#### TASK ITEM
Every line of the material that holds "green" should be counted; give the number and nothing more.

#### LISTED RECORDS
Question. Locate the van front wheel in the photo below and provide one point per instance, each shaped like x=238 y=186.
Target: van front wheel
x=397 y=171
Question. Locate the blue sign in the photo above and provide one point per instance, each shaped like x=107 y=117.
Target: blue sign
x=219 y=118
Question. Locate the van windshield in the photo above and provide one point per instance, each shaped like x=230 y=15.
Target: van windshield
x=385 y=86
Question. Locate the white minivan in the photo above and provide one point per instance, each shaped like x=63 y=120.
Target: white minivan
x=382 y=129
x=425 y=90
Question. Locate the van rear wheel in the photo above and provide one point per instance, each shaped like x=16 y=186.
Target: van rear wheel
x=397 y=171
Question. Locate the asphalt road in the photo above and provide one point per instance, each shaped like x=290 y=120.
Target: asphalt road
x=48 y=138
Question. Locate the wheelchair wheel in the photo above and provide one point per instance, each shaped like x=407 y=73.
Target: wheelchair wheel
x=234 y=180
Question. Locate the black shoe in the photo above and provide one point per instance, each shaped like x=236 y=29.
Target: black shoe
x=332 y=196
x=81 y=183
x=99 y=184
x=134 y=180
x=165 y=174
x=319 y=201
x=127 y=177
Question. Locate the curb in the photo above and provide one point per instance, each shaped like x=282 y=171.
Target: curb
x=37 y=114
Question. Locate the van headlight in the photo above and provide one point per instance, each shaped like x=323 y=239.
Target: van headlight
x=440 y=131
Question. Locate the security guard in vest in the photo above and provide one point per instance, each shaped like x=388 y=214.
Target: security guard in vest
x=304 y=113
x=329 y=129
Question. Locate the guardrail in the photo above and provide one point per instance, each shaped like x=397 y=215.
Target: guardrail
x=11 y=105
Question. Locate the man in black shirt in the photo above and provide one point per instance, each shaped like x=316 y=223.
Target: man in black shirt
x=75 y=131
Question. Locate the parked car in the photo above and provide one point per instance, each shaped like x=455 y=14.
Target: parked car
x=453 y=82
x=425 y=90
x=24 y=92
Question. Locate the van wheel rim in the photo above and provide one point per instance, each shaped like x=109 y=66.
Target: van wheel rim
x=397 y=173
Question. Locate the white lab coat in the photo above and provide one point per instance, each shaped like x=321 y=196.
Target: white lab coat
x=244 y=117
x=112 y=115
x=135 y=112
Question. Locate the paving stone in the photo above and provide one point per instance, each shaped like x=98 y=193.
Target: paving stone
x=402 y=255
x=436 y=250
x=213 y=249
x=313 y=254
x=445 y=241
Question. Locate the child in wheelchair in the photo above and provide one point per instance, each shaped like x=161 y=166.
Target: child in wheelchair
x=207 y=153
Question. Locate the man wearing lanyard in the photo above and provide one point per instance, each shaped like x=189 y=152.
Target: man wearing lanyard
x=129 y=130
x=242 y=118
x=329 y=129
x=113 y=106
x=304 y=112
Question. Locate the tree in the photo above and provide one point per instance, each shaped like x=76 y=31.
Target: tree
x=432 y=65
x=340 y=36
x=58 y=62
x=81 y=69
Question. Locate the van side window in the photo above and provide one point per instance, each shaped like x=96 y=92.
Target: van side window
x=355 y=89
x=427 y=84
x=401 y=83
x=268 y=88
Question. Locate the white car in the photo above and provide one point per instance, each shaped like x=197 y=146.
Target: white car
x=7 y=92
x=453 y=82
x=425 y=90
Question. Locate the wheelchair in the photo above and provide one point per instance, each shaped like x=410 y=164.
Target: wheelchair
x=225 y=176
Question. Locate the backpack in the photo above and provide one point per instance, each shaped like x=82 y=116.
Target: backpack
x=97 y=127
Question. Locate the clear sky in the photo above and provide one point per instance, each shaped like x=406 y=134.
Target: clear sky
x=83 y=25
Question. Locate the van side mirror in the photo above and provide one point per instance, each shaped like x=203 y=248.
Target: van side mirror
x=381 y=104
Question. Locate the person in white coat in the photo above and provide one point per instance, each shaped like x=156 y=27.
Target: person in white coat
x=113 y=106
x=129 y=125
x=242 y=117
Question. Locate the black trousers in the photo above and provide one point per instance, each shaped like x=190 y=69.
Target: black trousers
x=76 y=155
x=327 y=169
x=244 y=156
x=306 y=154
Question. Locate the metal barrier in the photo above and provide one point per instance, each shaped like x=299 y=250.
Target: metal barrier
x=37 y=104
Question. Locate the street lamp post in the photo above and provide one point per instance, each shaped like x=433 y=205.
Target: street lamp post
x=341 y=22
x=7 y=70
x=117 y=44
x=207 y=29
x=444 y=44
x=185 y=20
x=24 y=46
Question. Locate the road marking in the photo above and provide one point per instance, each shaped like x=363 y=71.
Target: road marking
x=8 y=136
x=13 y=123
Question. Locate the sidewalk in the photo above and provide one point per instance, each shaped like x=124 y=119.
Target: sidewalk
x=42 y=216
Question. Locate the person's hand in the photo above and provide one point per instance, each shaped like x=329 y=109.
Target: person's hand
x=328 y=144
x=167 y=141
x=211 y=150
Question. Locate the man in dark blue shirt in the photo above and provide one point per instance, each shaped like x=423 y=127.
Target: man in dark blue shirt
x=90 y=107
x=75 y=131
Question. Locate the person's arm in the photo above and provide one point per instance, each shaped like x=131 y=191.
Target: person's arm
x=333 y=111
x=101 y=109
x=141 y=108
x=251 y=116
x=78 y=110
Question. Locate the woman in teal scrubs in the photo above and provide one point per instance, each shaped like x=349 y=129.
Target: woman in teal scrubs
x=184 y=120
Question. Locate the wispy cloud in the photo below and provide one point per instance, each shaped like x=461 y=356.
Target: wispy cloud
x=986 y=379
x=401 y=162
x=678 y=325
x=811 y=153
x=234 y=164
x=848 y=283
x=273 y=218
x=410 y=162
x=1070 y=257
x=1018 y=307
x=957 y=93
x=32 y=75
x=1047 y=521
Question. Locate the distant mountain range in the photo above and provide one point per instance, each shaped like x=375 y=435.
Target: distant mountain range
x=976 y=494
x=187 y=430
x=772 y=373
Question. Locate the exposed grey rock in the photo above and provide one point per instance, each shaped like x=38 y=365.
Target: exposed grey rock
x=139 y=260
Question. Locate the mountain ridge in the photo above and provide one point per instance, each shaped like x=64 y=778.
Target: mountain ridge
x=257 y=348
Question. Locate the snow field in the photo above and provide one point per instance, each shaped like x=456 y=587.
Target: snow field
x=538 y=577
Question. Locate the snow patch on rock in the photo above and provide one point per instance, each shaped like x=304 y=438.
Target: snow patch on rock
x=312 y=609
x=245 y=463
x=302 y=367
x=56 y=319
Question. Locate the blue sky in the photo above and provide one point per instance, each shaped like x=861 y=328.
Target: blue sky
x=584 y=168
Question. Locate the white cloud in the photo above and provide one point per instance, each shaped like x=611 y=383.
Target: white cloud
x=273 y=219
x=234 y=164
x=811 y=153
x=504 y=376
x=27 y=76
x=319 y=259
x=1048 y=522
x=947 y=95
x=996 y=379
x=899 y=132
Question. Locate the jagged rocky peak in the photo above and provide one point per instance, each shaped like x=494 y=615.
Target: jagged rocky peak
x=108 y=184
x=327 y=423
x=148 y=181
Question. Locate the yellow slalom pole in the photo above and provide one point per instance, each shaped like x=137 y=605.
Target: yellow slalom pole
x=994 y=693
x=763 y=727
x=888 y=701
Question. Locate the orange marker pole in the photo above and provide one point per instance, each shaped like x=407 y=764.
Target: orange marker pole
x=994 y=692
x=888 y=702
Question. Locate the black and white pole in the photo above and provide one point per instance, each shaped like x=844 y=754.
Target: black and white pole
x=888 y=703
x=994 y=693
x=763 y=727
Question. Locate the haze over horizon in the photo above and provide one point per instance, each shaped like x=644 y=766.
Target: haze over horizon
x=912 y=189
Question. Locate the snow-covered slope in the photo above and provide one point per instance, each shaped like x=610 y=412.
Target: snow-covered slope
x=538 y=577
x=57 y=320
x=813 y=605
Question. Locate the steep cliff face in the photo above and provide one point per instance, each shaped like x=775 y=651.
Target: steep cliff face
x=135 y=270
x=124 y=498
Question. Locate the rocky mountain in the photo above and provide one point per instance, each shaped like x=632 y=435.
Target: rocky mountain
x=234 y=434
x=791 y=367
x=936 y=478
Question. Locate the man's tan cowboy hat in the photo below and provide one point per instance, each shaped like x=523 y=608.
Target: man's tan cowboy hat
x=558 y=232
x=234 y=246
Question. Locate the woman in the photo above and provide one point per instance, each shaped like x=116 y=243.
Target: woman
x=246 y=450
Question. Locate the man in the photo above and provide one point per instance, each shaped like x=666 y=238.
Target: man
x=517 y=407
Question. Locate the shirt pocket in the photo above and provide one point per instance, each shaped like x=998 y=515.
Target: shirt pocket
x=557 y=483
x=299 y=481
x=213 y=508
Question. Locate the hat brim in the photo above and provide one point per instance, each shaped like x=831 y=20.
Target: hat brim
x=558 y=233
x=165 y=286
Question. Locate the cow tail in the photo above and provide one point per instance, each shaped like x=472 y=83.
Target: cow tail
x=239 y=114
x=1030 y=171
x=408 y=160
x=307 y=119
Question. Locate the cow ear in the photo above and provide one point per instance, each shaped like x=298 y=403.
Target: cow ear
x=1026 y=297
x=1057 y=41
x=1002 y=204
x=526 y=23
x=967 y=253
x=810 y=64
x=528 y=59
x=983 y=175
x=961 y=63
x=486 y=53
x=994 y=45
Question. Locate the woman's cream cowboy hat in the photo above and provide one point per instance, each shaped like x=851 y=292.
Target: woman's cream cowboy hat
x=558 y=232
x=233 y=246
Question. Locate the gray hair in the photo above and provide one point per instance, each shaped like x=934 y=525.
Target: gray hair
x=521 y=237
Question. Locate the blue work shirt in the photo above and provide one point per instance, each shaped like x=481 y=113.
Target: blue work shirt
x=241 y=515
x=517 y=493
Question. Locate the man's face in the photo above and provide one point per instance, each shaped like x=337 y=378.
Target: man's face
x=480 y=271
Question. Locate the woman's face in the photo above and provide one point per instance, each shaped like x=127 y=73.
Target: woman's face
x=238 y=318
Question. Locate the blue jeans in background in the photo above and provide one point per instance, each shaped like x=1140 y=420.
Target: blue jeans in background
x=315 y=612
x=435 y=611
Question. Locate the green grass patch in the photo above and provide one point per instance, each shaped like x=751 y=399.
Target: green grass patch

#### REPLY
2